==== Records to use
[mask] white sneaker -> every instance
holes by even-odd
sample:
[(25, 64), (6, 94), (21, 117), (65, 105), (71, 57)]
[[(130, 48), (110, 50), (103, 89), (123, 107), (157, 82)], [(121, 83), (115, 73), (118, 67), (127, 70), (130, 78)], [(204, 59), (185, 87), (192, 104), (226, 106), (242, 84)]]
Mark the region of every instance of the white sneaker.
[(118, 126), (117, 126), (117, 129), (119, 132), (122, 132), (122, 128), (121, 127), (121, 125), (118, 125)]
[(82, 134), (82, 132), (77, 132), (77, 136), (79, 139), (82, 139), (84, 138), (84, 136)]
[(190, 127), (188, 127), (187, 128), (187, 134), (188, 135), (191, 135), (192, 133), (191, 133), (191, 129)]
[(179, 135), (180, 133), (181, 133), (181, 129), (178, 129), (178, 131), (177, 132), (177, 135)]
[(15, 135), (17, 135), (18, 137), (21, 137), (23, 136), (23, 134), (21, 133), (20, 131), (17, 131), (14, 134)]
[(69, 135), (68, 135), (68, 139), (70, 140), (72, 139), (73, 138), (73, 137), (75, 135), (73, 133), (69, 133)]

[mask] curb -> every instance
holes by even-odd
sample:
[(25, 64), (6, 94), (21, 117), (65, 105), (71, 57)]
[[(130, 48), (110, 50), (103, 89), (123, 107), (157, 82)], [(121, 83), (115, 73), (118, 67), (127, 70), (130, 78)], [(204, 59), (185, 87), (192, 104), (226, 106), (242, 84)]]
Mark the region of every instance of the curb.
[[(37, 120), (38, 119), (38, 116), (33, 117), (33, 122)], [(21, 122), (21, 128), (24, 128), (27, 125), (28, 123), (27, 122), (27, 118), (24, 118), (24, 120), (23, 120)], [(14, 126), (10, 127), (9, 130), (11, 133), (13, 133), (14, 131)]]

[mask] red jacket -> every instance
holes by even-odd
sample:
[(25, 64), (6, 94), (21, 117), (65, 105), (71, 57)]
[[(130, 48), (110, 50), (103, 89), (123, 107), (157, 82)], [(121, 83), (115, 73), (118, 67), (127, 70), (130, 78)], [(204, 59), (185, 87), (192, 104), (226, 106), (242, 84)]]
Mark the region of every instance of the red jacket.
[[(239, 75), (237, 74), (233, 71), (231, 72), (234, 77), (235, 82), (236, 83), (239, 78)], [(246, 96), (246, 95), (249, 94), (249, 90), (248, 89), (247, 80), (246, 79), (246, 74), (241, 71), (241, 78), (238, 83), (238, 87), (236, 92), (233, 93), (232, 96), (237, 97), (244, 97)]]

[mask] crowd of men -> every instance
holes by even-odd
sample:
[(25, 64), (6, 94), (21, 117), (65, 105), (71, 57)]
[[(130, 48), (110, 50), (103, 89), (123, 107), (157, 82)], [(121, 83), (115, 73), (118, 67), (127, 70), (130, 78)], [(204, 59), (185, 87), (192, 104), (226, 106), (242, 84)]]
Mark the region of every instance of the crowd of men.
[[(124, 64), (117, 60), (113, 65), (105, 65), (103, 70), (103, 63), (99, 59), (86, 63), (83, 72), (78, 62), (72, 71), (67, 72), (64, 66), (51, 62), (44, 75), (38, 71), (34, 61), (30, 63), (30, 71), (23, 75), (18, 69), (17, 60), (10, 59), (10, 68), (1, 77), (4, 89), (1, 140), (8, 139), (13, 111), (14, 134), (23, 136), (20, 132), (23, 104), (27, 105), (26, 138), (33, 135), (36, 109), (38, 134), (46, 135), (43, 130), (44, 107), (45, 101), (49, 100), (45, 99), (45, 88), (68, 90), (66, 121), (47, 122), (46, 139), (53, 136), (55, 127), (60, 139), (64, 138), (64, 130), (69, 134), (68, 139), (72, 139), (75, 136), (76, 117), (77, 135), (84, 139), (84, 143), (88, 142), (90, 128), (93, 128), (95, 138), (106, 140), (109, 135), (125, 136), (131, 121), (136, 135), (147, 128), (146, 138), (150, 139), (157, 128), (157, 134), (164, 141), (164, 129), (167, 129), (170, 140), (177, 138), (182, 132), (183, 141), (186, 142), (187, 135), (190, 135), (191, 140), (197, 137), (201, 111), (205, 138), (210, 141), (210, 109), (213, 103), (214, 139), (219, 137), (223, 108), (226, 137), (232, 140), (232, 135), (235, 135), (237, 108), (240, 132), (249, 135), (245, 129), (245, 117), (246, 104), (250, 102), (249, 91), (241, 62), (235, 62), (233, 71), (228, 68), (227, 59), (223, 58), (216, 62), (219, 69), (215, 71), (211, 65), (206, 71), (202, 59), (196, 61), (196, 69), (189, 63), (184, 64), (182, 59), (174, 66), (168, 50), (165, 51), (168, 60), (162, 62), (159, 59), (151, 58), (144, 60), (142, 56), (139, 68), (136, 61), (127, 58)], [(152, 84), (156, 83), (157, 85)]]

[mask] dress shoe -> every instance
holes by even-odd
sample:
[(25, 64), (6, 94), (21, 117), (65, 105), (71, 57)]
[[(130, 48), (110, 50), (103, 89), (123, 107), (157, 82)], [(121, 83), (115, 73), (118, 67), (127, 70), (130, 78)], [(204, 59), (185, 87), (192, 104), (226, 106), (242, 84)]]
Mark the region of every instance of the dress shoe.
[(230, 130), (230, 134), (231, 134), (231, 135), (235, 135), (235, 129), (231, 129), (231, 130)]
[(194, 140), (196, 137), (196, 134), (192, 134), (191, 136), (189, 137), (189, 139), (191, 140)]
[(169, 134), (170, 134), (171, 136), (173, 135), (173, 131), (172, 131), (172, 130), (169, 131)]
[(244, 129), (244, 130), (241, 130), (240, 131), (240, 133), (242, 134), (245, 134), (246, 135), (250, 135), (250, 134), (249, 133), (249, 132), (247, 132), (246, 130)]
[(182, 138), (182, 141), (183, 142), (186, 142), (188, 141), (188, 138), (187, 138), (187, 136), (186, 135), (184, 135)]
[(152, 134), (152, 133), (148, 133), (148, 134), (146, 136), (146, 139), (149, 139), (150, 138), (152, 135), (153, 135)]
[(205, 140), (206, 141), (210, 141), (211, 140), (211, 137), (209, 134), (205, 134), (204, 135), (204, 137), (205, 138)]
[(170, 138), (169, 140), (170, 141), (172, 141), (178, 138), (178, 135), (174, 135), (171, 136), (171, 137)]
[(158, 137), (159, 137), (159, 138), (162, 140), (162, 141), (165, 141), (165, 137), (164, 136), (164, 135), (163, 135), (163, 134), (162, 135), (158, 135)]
========
**What you are asked to do**
Set down the material above again, word for word.

**Task result**
[mask] white sneaker -> every instance
holes by even-odd
sample:
[(25, 64), (6, 94), (21, 117), (65, 105), (71, 57)]
[[(130, 48), (110, 50), (103, 89), (123, 107), (157, 82)], [(121, 83), (115, 73), (118, 67), (127, 70), (130, 78)], [(204, 59), (185, 87), (192, 104), (226, 106), (242, 84)]]
Mark the region of every instance of the white sneaker.
[(118, 126), (117, 126), (117, 129), (119, 132), (122, 132), (122, 128), (121, 127), (121, 125), (118, 125)]
[(82, 134), (82, 132), (77, 132), (77, 136), (79, 139), (82, 139), (84, 138), (84, 136)]
[(190, 127), (188, 127), (187, 128), (187, 134), (188, 135), (191, 135), (192, 133), (191, 133), (191, 129)]
[(179, 135), (180, 133), (181, 133), (181, 129), (178, 129), (178, 131), (177, 132), (177, 135)]
[(15, 135), (17, 135), (18, 137), (21, 137), (23, 136), (23, 134), (21, 133), (20, 131), (17, 131), (14, 134)]
[(69, 135), (68, 135), (68, 139), (70, 140), (72, 139), (73, 138), (73, 137), (75, 135), (73, 133), (69, 133)]

[mask] curb -> every instance
holes by even-odd
sample:
[(25, 64), (6, 94), (21, 117), (65, 105), (71, 57)]
[[(130, 48), (110, 50), (103, 89), (123, 107), (157, 82)], [(121, 83), (115, 73), (118, 67), (127, 70), (130, 78)], [(204, 59), (185, 87), (192, 104), (226, 106), (242, 84)]]
Mark the region of every instance of the curb.
[[(37, 120), (38, 119), (38, 116), (33, 117), (33, 122)], [(21, 122), (21, 128), (24, 128), (27, 125), (28, 123), (27, 122), (27, 118), (24, 118), (24, 120), (23, 120)], [(14, 126), (10, 127), (9, 130), (11, 133), (13, 133), (14, 131)]]

[mask] red jacket -> every instance
holes by even-odd
sample:
[(25, 64), (6, 94), (21, 117), (65, 105), (71, 57)]
[[(130, 48), (110, 50), (103, 89), (123, 107), (157, 82)], [(121, 83), (115, 73), (118, 67), (127, 70), (130, 78)], [(204, 59), (185, 87), (192, 104), (226, 106), (242, 84)]]
Mark the region of every instance of the red jacket.
[[(239, 75), (237, 74), (233, 71), (231, 72), (234, 77), (235, 82), (236, 83), (239, 78)], [(246, 96), (246, 95), (249, 94), (249, 90), (248, 89), (247, 80), (246, 79), (246, 74), (241, 71), (241, 78), (238, 83), (238, 87), (236, 92), (233, 93), (232, 96), (237, 97), (244, 97)]]

[mask] crowd of men -> every instance
holes by even-odd
sample:
[(25, 64), (6, 94), (21, 117), (65, 105), (71, 57)]
[[(130, 48), (110, 50), (103, 89), (123, 107), (157, 82)], [(121, 83), (115, 73), (118, 67), (127, 70), (130, 78)], [(204, 59), (185, 87), (192, 104), (226, 106), (242, 84)]]
Mark the region of every instance of the crowd of men.
[[(124, 64), (117, 60), (113, 65), (105, 65), (103, 70), (103, 63), (99, 59), (86, 63), (83, 72), (78, 62), (72, 71), (67, 72), (64, 66), (51, 62), (44, 75), (38, 71), (34, 61), (30, 63), (30, 71), (23, 75), (18, 69), (17, 60), (10, 59), (10, 68), (1, 77), (4, 89), (1, 140), (8, 139), (13, 111), (14, 134), (23, 136), (20, 132), (23, 104), (27, 105), (26, 138), (33, 135), (36, 109), (38, 134), (46, 135), (43, 130), (44, 107), (45, 101), (49, 100), (45, 99), (45, 88), (68, 90), (66, 121), (47, 122), (46, 139), (53, 136), (55, 127), (60, 139), (64, 138), (64, 130), (69, 134), (68, 139), (72, 139), (75, 136), (76, 117), (77, 135), (84, 139), (84, 143), (88, 142), (90, 128), (93, 128), (95, 138), (106, 140), (109, 135), (125, 136), (131, 121), (136, 135), (147, 128), (146, 138), (150, 139), (157, 128), (157, 134), (164, 141), (164, 129), (167, 129), (170, 140), (177, 138), (182, 132), (183, 141), (186, 142), (187, 135), (190, 135), (191, 140), (197, 137), (201, 111), (205, 138), (210, 141), (210, 109), (213, 103), (214, 139), (219, 137), (223, 108), (226, 137), (232, 140), (232, 135), (235, 135), (237, 108), (240, 132), (249, 135), (245, 129), (245, 117), (246, 104), (250, 102), (249, 91), (241, 62), (235, 62), (233, 71), (228, 68), (227, 59), (223, 58), (216, 62), (219, 69), (215, 71), (211, 65), (206, 71), (202, 59), (196, 61), (196, 69), (189, 63), (184, 64), (182, 59), (174, 66), (168, 50), (165, 51), (168, 60), (162, 62), (159, 59), (151, 58), (144, 60), (142, 56), (139, 68), (136, 61), (127, 58)], [(152, 84), (156, 83), (157, 85)]]

[mask] dress shoe -> every instance
holes by even-odd
sample:
[(25, 64), (6, 94), (21, 117), (65, 105), (71, 57)]
[[(130, 48), (110, 50), (103, 89), (123, 107), (157, 82)], [(121, 83), (115, 73), (118, 67), (127, 70), (130, 78)], [(204, 59), (185, 87), (192, 104), (226, 106), (242, 84)]]
Mark the region of every instance of the dress shoe.
[(230, 130), (230, 134), (231, 134), (231, 135), (235, 135), (235, 129), (231, 129), (231, 130)]
[(194, 140), (196, 137), (196, 134), (192, 134), (191, 136), (189, 137), (189, 139), (191, 140)]
[(169, 134), (170, 134), (171, 136), (173, 135), (173, 131), (172, 131), (172, 130), (169, 131)]
[(244, 129), (244, 130), (241, 130), (240, 131), (240, 133), (242, 134), (245, 134), (246, 135), (250, 135), (250, 134), (249, 133), (249, 132), (247, 132), (246, 130)]
[(182, 138), (182, 141), (183, 142), (186, 142), (188, 141), (188, 138), (187, 138), (187, 136), (186, 135), (184, 135)]
[(152, 134), (152, 133), (148, 133), (148, 134), (146, 136), (146, 139), (149, 139), (150, 138), (152, 135), (153, 135)]
[(205, 140), (206, 141), (210, 141), (211, 140), (211, 137), (209, 134), (205, 134), (204, 135), (204, 137), (205, 138)]
[(170, 138), (169, 140), (170, 141), (172, 141), (178, 138), (178, 135), (174, 135), (171, 136), (171, 137)]
[(158, 137), (159, 137), (159, 138), (162, 140), (162, 141), (165, 141), (165, 137), (164, 136), (164, 135), (163, 135), (163, 134), (162, 135), (158, 135)]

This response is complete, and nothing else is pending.